## Task statement
The line containing "Need: mark the innermost point of each instance of the white" and all lines following it in the listing below are to be reproduced exactly, with no other lines.

## Data in this exercise
──────────────────────────────

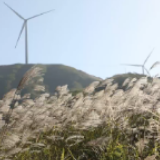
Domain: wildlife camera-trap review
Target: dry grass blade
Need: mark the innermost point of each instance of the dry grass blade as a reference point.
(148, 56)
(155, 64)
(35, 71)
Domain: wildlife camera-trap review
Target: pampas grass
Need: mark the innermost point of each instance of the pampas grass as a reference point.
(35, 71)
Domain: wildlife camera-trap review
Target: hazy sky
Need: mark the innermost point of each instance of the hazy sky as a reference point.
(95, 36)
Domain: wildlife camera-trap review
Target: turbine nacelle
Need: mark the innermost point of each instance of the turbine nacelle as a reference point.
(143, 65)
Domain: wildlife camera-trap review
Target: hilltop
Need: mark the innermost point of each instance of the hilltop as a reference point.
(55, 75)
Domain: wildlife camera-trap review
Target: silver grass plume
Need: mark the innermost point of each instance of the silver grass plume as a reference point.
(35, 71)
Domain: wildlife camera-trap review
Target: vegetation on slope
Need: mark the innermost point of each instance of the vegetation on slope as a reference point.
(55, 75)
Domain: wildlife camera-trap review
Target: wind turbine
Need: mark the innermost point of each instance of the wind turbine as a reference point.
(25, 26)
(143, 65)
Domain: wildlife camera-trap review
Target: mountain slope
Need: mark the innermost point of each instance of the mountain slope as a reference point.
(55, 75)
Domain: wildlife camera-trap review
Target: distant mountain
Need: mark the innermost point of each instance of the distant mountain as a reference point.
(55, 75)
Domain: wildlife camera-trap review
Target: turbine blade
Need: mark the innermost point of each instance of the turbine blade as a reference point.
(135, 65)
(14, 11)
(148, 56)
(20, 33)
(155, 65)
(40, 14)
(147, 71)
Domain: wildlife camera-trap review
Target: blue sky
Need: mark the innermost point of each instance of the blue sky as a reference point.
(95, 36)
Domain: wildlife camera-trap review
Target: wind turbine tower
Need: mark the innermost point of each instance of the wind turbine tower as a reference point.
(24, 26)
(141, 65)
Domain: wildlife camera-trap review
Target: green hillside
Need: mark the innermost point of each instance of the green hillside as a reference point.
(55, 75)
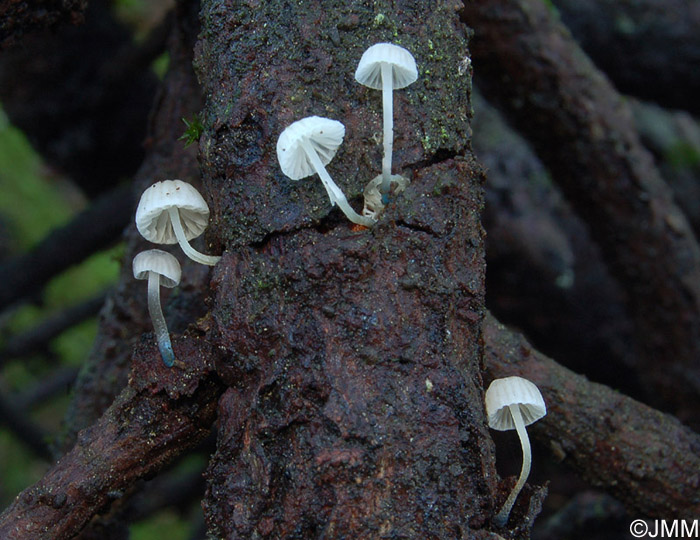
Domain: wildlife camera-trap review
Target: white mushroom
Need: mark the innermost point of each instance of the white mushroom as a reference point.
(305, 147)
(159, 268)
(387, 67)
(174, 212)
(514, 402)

──────────────────────────────

## Response below
Need: mark the innermost point of each instance of the white mushroom as a reference point.
(305, 147)
(159, 268)
(387, 67)
(174, 212)
(514, 402)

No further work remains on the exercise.